_GIVEN PROBLEM_:
Return only this: the line with "of the leaf" and all the lines that follow it below, through the final one, exactly as they are.

Object location annotation data
☆ ☆ ☆ ☆ ☆ ☆ ☆
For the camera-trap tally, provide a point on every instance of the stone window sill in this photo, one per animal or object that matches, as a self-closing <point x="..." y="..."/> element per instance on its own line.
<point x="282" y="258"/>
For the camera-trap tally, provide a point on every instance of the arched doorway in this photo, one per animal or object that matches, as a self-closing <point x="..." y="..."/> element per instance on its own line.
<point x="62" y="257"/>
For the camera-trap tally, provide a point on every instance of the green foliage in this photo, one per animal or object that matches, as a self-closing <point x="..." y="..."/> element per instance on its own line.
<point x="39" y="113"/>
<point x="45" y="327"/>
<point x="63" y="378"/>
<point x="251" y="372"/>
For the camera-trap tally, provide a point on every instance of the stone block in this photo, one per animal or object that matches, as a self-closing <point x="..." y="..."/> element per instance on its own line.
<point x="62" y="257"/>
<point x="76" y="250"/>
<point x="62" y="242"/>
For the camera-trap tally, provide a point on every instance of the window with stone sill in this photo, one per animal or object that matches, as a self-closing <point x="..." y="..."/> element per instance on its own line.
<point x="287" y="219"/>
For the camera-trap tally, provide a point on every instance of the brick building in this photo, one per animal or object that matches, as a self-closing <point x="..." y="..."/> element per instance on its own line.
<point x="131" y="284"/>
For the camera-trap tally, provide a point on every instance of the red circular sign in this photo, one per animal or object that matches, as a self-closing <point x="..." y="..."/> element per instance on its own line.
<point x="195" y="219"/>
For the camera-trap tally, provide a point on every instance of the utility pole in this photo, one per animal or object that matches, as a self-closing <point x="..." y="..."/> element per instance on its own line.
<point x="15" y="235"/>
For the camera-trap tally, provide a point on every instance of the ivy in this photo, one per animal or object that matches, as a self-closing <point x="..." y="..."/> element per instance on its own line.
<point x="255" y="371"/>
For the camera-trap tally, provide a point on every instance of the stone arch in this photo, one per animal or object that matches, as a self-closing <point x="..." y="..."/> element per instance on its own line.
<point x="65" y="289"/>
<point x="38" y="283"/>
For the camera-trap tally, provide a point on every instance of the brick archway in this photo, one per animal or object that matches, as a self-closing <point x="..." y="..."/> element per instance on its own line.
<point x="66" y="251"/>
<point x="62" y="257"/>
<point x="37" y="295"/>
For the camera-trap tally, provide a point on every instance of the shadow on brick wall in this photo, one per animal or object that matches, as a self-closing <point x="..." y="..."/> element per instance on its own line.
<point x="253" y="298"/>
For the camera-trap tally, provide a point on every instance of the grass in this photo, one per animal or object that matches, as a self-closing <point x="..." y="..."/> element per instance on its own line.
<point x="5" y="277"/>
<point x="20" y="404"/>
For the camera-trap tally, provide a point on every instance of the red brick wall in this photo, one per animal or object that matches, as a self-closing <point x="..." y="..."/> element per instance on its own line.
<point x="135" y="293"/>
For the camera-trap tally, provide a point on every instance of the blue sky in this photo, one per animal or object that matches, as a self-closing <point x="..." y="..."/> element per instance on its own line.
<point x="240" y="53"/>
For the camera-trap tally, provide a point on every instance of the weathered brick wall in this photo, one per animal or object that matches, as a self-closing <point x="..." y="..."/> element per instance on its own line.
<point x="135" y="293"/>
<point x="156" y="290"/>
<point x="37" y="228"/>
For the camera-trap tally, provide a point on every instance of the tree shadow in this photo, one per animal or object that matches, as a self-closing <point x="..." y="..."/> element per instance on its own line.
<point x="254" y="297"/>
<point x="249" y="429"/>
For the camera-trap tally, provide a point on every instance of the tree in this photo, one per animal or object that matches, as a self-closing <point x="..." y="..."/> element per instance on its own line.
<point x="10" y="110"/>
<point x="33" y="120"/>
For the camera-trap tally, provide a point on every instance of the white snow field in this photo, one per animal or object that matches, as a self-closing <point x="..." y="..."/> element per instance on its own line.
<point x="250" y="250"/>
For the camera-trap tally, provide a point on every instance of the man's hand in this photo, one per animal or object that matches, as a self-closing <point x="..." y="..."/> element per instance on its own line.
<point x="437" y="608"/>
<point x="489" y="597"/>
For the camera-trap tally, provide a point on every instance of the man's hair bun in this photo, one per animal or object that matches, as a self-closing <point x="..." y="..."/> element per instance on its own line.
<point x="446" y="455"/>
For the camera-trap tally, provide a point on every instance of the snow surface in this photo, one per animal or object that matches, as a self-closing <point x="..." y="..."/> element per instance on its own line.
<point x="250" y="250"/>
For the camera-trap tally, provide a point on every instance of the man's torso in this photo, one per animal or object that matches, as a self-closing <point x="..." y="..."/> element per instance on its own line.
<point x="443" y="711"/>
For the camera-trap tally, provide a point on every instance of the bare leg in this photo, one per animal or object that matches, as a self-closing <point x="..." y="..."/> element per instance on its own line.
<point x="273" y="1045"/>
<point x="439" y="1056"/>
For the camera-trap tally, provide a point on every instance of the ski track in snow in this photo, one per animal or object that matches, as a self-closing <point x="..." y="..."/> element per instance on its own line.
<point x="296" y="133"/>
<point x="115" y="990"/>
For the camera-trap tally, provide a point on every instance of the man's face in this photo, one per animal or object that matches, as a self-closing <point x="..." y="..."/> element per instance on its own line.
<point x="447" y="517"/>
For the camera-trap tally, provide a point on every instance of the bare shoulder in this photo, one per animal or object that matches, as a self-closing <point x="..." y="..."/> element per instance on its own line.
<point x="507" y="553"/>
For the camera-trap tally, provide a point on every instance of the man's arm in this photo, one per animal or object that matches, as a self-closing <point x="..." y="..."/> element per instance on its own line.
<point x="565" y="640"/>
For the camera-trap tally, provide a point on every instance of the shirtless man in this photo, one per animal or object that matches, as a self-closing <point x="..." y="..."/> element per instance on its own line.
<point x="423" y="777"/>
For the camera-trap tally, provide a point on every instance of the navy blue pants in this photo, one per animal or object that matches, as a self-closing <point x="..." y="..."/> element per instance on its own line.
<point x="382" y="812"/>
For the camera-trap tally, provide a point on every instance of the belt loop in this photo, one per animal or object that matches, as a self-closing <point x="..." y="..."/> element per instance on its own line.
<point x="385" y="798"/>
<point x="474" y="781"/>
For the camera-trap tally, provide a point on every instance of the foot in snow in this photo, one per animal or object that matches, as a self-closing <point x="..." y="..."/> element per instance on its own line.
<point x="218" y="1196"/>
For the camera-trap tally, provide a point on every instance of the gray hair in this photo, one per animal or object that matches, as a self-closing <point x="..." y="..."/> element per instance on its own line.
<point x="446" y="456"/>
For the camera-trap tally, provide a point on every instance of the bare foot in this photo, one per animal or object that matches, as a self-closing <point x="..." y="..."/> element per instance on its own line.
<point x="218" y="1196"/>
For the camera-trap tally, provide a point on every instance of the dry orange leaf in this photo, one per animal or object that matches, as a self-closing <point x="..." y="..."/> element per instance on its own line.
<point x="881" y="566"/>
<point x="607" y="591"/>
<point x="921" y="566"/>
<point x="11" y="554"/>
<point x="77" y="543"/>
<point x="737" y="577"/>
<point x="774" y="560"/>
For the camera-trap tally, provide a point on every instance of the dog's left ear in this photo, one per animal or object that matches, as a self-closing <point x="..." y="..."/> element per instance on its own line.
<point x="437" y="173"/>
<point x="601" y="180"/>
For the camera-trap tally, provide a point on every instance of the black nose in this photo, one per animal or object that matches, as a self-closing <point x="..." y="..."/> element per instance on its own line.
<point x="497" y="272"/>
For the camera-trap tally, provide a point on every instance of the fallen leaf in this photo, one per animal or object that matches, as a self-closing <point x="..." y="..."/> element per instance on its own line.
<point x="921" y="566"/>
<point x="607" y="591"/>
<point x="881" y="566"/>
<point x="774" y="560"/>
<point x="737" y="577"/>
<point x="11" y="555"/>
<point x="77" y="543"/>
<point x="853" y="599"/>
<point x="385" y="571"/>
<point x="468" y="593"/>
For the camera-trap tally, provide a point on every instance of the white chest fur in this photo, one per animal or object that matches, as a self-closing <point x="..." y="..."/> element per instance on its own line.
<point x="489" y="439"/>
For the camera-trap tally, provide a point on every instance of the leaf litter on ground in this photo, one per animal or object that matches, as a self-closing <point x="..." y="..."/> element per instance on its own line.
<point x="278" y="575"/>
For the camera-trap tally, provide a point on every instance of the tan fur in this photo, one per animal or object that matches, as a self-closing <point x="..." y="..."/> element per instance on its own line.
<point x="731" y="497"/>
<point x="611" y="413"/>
☆ ☆ ☆ ☆ ☆ ☆ ☆
_RESPONSE_:
For the camera-trap tally, provide a point on every instance of the leaf litter on ground in this photo, one per animal or object that matches, as a self-closing <point x="..." y="..."/> element per instance on its own line.
<point x="278" y="575"/>
For the camera-trap tally, provide a point on every instance of the tan fur in this photo, one per animal or object that matches, as a self-closing <point x="..." y="..."/> element per instance on its own line.
<point x="731" y="497"/>
<point x="611" y="413"/>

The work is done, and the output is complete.